Exercise directions
Only one stretch of the data below is wanted: the lines from the one with "[ ] one point per instance of the green grass" through the one with "[ ] one point per instance of the terracotta", repeated exactly.

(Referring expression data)

• • • •

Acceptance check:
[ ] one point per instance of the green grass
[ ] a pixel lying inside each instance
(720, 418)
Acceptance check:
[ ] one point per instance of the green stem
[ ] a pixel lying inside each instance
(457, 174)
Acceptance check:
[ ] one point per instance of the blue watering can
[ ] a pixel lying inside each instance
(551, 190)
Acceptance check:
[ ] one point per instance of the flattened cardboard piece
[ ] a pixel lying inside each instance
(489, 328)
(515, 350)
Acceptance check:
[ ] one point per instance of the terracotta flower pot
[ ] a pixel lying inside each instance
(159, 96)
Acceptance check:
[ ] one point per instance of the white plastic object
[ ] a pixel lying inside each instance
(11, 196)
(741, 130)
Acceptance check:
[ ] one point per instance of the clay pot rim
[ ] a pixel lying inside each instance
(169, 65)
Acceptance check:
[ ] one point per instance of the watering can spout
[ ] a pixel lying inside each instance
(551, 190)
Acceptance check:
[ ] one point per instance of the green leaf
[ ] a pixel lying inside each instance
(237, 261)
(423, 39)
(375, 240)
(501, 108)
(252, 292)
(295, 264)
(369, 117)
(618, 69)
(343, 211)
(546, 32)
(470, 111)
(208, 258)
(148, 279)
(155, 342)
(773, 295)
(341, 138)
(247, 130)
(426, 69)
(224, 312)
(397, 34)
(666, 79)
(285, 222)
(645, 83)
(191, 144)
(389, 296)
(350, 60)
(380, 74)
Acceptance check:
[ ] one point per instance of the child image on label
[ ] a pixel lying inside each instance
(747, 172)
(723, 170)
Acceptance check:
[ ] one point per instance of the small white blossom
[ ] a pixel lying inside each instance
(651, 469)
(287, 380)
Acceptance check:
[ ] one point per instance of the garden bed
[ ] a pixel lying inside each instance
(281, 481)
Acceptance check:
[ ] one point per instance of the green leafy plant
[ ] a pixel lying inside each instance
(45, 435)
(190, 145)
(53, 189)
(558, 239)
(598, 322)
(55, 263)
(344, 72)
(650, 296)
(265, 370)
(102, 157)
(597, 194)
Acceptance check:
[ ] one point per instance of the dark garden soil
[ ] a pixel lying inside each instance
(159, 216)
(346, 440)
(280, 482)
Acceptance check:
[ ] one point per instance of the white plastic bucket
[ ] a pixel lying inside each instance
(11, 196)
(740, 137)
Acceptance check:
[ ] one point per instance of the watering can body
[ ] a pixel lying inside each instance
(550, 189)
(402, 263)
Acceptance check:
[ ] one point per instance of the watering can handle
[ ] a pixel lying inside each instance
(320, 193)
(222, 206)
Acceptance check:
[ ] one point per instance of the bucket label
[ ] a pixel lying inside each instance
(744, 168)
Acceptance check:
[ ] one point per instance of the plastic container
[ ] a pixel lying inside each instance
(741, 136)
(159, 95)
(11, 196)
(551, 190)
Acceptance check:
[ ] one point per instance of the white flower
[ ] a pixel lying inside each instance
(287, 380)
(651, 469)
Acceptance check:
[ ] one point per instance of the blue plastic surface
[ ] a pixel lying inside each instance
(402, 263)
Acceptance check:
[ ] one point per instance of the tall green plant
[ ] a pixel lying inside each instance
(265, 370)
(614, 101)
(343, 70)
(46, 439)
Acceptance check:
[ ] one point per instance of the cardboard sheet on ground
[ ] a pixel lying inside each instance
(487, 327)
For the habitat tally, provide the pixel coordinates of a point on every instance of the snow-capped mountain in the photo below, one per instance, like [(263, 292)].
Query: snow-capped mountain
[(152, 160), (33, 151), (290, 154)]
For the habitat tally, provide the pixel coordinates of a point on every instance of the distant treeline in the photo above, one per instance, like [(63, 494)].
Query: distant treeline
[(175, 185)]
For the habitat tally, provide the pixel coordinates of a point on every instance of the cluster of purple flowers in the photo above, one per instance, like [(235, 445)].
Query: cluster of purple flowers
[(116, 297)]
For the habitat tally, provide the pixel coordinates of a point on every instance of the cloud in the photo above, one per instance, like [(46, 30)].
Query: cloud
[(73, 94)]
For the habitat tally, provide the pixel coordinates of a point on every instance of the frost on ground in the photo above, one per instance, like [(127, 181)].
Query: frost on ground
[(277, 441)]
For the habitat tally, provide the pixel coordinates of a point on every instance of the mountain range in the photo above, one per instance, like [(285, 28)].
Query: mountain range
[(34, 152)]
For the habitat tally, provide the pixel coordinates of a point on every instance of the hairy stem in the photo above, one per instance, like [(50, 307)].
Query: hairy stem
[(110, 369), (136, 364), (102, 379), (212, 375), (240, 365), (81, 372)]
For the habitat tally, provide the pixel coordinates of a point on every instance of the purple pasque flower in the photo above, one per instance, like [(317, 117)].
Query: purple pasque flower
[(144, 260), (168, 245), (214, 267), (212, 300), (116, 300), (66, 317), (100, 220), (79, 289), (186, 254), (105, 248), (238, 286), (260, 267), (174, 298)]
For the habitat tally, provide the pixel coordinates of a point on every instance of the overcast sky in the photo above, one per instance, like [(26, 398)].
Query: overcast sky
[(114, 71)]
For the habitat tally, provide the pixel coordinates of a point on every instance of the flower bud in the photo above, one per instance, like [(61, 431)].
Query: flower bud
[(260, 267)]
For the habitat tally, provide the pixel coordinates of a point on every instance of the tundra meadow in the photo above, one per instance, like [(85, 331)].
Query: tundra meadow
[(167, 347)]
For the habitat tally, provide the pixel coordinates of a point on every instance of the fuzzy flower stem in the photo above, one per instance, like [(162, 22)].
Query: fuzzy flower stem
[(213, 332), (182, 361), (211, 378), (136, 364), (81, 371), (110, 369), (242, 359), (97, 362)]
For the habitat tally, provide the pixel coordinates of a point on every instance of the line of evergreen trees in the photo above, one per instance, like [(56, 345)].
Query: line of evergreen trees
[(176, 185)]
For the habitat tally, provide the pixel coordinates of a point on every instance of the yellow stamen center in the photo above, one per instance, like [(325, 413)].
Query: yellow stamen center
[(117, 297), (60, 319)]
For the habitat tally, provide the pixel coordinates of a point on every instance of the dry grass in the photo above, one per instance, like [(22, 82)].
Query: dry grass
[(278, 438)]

• • • •

Response to this task
[ ] one point per instance of the green grass
[ ] a pixel lying inside each instance
(720, 418)
Acceptance check:
[ ] one point per instance of the green stem
[ ] a pixel lying inside each instance
(457, 174)
Acceptance check:
[ ] one point per instance of the blue watering can
[ ] a pixel lying inside each instance
(551, 190)
Acceptance check:
[ ] one point per instance of the flattened cardboard piece
[ ] a pixel lying inside each instance
(489, 328)
(515, 350)
Acceptance check:
[ ] one point per instance of the terracotta flower pot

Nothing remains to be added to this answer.